### WHAT TO WORK ON
Express the items below as a numbered list, leaving out any blank lines.

### INPUT MATERIAL
----------------

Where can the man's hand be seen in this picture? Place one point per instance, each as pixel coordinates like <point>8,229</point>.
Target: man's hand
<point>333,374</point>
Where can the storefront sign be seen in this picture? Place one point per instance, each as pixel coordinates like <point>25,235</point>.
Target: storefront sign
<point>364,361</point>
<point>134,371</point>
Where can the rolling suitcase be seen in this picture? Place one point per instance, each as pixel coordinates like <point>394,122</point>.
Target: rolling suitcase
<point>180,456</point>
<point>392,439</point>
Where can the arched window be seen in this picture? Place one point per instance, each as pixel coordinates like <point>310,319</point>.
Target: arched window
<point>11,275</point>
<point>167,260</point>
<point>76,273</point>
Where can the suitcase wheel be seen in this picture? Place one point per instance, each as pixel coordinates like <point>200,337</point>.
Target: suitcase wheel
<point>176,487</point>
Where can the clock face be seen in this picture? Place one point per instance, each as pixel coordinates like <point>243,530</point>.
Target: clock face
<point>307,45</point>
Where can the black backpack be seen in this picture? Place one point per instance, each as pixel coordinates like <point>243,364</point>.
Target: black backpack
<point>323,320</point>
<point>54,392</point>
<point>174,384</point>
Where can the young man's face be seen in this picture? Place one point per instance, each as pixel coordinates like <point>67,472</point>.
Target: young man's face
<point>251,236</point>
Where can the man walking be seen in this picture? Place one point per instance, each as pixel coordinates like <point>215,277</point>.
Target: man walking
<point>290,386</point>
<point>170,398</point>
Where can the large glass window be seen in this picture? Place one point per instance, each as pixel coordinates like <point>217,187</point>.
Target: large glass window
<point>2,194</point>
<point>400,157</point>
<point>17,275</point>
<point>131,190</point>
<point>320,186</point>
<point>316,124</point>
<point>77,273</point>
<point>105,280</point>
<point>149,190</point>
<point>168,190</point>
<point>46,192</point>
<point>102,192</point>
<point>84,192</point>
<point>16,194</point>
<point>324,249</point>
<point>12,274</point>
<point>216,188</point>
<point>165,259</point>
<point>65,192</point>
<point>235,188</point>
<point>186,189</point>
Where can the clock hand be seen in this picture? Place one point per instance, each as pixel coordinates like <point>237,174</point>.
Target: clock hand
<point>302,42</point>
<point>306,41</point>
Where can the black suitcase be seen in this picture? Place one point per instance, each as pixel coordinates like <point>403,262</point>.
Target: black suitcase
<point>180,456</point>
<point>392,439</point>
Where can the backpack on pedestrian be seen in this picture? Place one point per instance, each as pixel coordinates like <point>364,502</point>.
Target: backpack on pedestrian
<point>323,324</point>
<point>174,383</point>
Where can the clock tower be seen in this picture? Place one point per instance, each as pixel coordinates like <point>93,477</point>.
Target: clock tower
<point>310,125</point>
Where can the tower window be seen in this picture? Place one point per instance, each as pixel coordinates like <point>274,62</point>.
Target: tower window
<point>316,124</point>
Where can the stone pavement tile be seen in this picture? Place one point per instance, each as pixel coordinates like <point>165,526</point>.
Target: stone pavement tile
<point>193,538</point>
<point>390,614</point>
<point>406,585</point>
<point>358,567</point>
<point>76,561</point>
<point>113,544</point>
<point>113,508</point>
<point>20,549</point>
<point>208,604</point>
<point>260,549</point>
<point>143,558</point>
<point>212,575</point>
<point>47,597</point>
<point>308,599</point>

----------------

### EXERCISE SOLUTION
1. Where can the man's hand be seen in this picture? Place one point per instance, each as pixel coordinates like <point>8,229</point>.
2. Target: man's hand
3. <point>333,374</point>
4. Where can the storefront sign be seen in this picture? Place one point per instance, each as pixel coordinates like <point>25,235</point>.
5. Target: storefront sign
6. <point>364,361</point>
7. <point>134,371</point>
8. Where can the rolling suitcase be seen in this picture? Place one point per instance, each as pixel coordinates like <point>394,122</point>.
9. Target: rolling suitcase
10. <point>180,456</point>
11. <point>392,439</point>
12. Where can the arched window be seen in this picture? Place one point per instance, each as pixel coordinates like <point>310,319</point>.
13. Target: arched window
14. <point>11,275</point>
15. <point>167,260</point>
16. <point>76,273</point>
17. Where can the suitcase wheel be seen in this picture? Place one point per instance, each as pixel coordinates like <point>200,337</point>.
18. Target: suitcase wheel
19. <point>176,487</point>
20. Where can the clock face be seen in this picture? Place one point per instance, each as pixel coordinates like <point>243,530</point>.
21. Target: clock face
22. <point>307,45</point>
23. Where can the black backpack be seen in this picture? Place one point per instance, each as pixel coordinates like <point>243,364</point>.
24. Target: black backpack
25. <point>323,320</point>
26. <point>54,392</point>
27. <point>174,384</point>
28. Where can the young man's face be seen in this picture? Place one point per instance, each as pixel coordinates like <point>67,472</point>.
29. Target: young man's face
30. <point>251,236</point>
31. Where can the man walking be seen in this picture? Place one point per instance, each as pixel coordinates like <point>215,277</point>.
32. Target: man walking
33. <point>290,386</point>
34. <point>170,398</point>
35. Where can the large glass window be seen in this picture? Place one point per instance, each as pixel coordinates like <point>217,187</point>.
36. Target: large glass window
37. <point>2,194</point>
38. <point>400,157</point>
39. <point>17,275</point>
40. <point>131,190</point>
41. <point>320,186</point>
42. <point>316,124</point>
43. <point>77,273</point>
44. <point>105,280</point>
45. <point>149,190</point>
46. <point>168,190</point>
47. <point>46,192</point>
48. <point>102,192</point>
49. <point>84,192</point>
50. <point>16,194</point>
51. <point>324,249</point>
52. <point>12,274</point>
53. <point>216,188</point>
54. <point>165,259</point>
55. <point>65,192</point>
56. <point>235,188</point>
57. <point>186,189</point>
58. Where can the clock hand be seen in this picture? Place one point per instance, each as pixel coordinates like <point>237,174</point>.
59. Target: clock hand
60. <point>302,42</point>
61. <point>306,41</point>
62. Where can the black suitcase be seen in this picture? Place one point per instance, each as pixel coordinates like <point>403,262</point>.
63. Target: black suitcase
64. <point>180,456</point>
65. <point>392,439</point>
66. Where can the backpack on pedestrian be seen in this picture? Place one point per instance, each as pixel coordinates like <point>364,502</point>.
67. Target: backpack on pedestrian
68. <point>323,324</point>
69. <point>174,383</point>
70. Where can the clock tower be seen in this picture? Place one point per instance, each as pixel coordinates like <point>93,477</point>.
71. Target: clock tower
72. <point>310,125</point>
73. Where can the tower window be seen in this picture? Place one point per instance, each as pixel coordinates like <point>274,62</point>.
74. Target: tower window
75. <point>316,124</point>
76. Where can the stone pavement tile be seen in this picture? Place one point per instance, each as pixel coordinates like <point>165,526</point>.
77. Target: stone pavement tile
78. <point>193,538</point>
79. <point>390,614</point>
80. <point>406,585</point>
81. <point>358,567</point>
82. <point>76,561</point>
83. <point>113,544</point>
84. <point>113,508</point>
85. <point>20,549</point>
86. <point>208,604</point>
87. <point>260,549</point>
88. <point>143,558</point>
89. <point>212,575</point>
90. <point>47,597</point>
91. <point>308,599</point>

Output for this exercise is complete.